■ Extracted material ■
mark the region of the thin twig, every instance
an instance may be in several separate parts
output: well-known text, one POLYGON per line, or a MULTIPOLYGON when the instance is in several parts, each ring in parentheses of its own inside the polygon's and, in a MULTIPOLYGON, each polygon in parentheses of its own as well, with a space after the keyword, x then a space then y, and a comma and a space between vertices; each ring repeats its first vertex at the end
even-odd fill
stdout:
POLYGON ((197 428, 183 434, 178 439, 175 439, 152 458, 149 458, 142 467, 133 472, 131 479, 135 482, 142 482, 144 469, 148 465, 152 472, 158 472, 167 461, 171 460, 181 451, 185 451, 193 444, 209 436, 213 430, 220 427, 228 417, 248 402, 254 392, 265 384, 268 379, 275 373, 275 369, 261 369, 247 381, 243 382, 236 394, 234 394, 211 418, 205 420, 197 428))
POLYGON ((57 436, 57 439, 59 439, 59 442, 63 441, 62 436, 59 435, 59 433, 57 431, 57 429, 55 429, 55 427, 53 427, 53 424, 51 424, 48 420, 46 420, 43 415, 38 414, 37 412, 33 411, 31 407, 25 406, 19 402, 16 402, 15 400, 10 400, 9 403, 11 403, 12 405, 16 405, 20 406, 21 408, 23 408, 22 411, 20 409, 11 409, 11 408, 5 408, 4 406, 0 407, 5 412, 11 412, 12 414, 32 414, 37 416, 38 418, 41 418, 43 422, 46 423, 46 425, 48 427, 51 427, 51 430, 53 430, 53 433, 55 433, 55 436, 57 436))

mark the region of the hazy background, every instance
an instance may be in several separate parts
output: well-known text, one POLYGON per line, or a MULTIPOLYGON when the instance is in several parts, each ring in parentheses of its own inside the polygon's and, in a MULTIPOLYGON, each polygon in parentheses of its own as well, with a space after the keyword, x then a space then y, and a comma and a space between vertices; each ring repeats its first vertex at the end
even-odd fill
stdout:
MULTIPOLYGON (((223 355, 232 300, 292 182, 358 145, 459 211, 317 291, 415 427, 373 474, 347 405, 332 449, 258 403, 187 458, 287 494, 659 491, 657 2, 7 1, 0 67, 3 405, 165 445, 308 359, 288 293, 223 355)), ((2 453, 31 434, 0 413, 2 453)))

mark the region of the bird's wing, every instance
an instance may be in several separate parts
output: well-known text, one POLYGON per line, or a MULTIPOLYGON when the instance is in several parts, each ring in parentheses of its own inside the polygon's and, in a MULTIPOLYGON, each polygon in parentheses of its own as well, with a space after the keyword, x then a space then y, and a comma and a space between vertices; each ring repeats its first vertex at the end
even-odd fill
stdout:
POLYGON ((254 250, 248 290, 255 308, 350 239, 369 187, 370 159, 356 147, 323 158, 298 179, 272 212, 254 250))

■ What the task asks ■
Take every line from the one containing "mark the region of the bird's" to the end of the listing and output it exactly, with nothing else.

■ Finished task ■
mark the region of the bird's wing, every instance
an instance may be in several separate parts
output: well-known text, one POLYGON per line, or a MULTIPOLYGON when the instance is in several parts, each ring in parentheses of its own inside the polygon's and, in a MULTIPOLYGON, each polygon in parentheses of its own as well, with a space after the keyword, x then a space then y, and a comma and a space between vertices; each ring repeats its first vertex at the end
even-odd fill
stdout:
POLYGON ((254 250, 248 290, 255 308, 350 239, 369 187, 370 159, 356 147, 323 158, 298 179, 272 212, 254 250))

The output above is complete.